Each entry needs to be given again, character for character.

[Collected data]

# # # # # # #

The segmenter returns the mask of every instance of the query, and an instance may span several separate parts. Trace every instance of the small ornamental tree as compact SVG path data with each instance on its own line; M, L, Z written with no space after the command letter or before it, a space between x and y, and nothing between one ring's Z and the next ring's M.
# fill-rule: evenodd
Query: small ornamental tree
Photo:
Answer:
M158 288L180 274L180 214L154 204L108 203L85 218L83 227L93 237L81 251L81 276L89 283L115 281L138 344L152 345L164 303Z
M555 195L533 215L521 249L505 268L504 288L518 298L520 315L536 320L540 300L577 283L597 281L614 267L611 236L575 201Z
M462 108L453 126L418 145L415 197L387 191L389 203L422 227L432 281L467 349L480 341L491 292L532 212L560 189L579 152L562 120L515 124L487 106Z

# # # # # # #

▶ _Finished exercise_:
The segmenter returns the mask of every instance of the query, and an instance may span several separate parts. Trace every instance of the small ornamental tree as compact SVG path data with each instance on its own line; M, L, Z written with no space after the command letter or before it, a space between x and y, and nothing between one ring's Z and the next ring's M.
# fill-rule: evenodd
Query: small ornamental tree
Photo:
Answer:
M158 288L180 274L180 214L154 204L108 203L85 218L83 227L93 237L81 251L81 276L89 283L115 281L138 344L152 345L164 303Z
M555 195L533 215L521 249L505 268L504 288L518 298L520 315L536 320L540 300L577 283L597 281L614 267L611 236L575 201Z
M462 108L453 126L418 145L415 197L387 191L389 203L422 227L432 281L467 349L480 341L491 292L532 212L560 189L579 152L562 120L515 124L487 106Z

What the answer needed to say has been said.